**Activity:**
Give back the material word for word, every line included.
-- Material provided follows --
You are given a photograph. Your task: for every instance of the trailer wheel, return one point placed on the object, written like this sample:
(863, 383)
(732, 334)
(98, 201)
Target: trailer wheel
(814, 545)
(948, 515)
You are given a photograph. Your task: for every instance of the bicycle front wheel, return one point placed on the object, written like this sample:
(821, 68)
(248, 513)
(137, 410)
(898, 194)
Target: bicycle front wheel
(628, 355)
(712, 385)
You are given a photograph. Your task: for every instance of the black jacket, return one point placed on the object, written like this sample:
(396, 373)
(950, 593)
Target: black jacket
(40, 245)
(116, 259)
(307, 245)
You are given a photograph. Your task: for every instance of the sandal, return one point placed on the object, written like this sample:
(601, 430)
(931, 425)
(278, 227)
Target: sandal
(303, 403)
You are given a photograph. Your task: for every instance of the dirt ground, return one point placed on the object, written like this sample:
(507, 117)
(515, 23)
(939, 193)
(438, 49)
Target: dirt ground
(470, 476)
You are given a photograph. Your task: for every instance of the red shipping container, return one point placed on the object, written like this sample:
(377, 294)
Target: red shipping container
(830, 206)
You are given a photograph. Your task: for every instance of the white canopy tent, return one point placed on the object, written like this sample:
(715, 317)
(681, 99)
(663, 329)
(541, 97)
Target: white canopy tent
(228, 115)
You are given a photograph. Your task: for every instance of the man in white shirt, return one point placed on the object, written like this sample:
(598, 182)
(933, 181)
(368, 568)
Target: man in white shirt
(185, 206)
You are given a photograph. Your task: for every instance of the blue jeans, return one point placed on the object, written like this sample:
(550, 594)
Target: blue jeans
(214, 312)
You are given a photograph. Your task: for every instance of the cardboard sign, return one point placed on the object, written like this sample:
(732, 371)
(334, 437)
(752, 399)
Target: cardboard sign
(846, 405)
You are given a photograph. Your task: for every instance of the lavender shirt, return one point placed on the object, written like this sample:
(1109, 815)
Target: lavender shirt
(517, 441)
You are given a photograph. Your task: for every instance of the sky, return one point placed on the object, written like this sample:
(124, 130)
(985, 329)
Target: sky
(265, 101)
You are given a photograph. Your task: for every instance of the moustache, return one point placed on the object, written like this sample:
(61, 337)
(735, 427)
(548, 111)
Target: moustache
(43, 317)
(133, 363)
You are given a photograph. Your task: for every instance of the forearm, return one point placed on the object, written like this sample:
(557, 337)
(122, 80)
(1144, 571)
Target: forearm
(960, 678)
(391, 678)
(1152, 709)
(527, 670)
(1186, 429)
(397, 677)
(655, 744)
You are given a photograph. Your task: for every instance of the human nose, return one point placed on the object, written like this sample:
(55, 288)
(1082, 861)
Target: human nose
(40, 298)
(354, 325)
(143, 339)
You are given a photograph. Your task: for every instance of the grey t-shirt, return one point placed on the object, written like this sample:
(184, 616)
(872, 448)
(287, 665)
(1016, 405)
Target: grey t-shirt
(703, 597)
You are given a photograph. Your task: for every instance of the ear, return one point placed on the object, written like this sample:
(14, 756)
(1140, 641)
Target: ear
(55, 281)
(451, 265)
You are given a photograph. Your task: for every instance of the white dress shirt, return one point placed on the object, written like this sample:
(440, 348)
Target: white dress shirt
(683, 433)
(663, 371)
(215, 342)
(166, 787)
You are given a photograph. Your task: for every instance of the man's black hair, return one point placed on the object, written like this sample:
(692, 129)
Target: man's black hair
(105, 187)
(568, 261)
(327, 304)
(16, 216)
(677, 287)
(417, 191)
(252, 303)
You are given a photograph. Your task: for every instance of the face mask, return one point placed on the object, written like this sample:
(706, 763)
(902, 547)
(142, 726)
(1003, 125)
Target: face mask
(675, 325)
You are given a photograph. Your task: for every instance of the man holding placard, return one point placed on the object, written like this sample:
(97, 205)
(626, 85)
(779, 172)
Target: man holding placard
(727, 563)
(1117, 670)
-- Material provided concluded --
**Result for this task:**
You are given a photograph. Your task: for every instance of the trailer wheel, return one point placed on the object, written like this sample:
(863, 383)
(732, 334)
(98, 201)
Target: trailer wheel
(814, 545)
(948, 515)
You are given a photograph. Your task: for every instance of the bicycle front wheel, return one point placed on the object, written like this sample:
(821, 68)
(248, 513)
(137, 410)
(898, 194)
Target: bicycle front wheel
(628, 355)
(712, 385)
You are given a photograph. Your task: for every instance of the black jacket, return one point placed on the object, written like this sample:
(396, 373)
(950, 593)
Target: black jacket
(40, 245)
(116, 259)
(307, 245)
You are given a photograph. Your task: for every instance of the sandal, return one point placed on the object, written like this sample:
(601, 430)
(931, 425)
(278, 227)
Target: sandal
(303, 403)
You are given a photograph. Your task: for every instance of the dirt ground, return one point placed on the object, written like this sample:
(507, 117)
(515, 23)
(939, 193)
(438, 49)
Target: dirt ground
(470, 476)
You are given a photograph. Your task: for every instance of the red shipping container, return one point placed on the object, written like this sample:
(377, 294)
Target: red shipping container
(830, 206)
You are given a photograph. Your task: for every instance of the white canopy tent, return one point placed on the object, written like this sample:
(715, 317)
(681, 99)
(663, 329)
(541, 97)
Target: white canopy tent
(228, 115)
You are given a photograph. Your task: for every instance of the man in white shirt, return one point placed on the object, written like this sample:
(598, 182)
(933, 181)
(368, 568)
Target: man in white shirt
(185, 206)
You are given a photograph. Your task: for every instance of the blue jeans, return one point placed on the object, written like this sample:
(550, 594)
Target: blue jeans
(214, 312)
You are given a photograph. Your task: for every instance of the cardboard sign, return one point placed on the object, written like this sample:
(732, 371)
(334, 437)
(752, 399)
Target: cardboard sign
(846, 405)
You are given a photograph. Your task: for every instance of the lavender shirt, return one point placed on the object, written like this sample:
(1109, 815)
Target: lavender shirt
(517, 441)
You are given a photograph. Your task: for every instance of the sky, return one point placed on the object, written like this sample:
(124, 130)
(985, 329)
Target: sky
(265, 101)
You are given a photograph. Your task: for every instance of the moustache, return one point placed on the object, written like this sample:
(61, 337)
(735, 427)
(548, 111)
Target: moustache
(43, 317)
(133, 363)
You are given a photograph. Your task: for every instance of the forearm, return one point placed on the object, written like this sample:
(557, 337)
(122, 80)
(1144, 571)
Target: forearm
(960, 678)
(391, 678)
(1152, 709)
(527, 670)
(1186, 429)
(397, 677)
(655, 744)
You are given a photograph. Your task: for every instance of the human nose, return one point placed on the object, written like this sample:
(55, 288)
(1082, 861)
Target: human nose
(40, 298)
(354, 325)
(143, 339)
You are given a photograph. Your task: for every instance of the grey t-shirt, return one point placed on the object, written like this sample:
(184, 616)
(872, 448)
(287, 665)
(1016, 405)
Target: grey t-shirt
(703, 597)
You are given a photograph. Your task: for every instance of the ear, return one point placed on the object, written like this sample:
(14, 756)
(1140, 641)
Target: ear
(55, 281)
(451, 265)
You are given a photograph. Your task: for every instance of the white dress shirt, return one point placed on the object, written like this sample:
(440, 348)
Target: white dress shirt
(683, 433)
(663, 371)
(215, 342)
(166, 787)
You are given a photograph. Your task: for every instance of the man's black hair, return one point placed on the object, written like this sample:
(692, 129)
Target: man's black hair
(105, 187)
(568, 261)
(327, 304)
(16, 216)
(677, 287)
(417, 191)
(252, 303)
You are given a photograph. Your task: for every instance of the face mask, return one point placed on the object, written like this sample:
(706, 763)
(902, 547)
(142, 726)
(1003, 125)
Target: face mask
(675, 325)
You are given a photograph. Your task: for every instance of the man holding placard, return one point placed on the object, written like this sample:
(97, 205)
(626, 85)
(779, 172)
Target: man holding placard
(727, 563)
(1117, 670)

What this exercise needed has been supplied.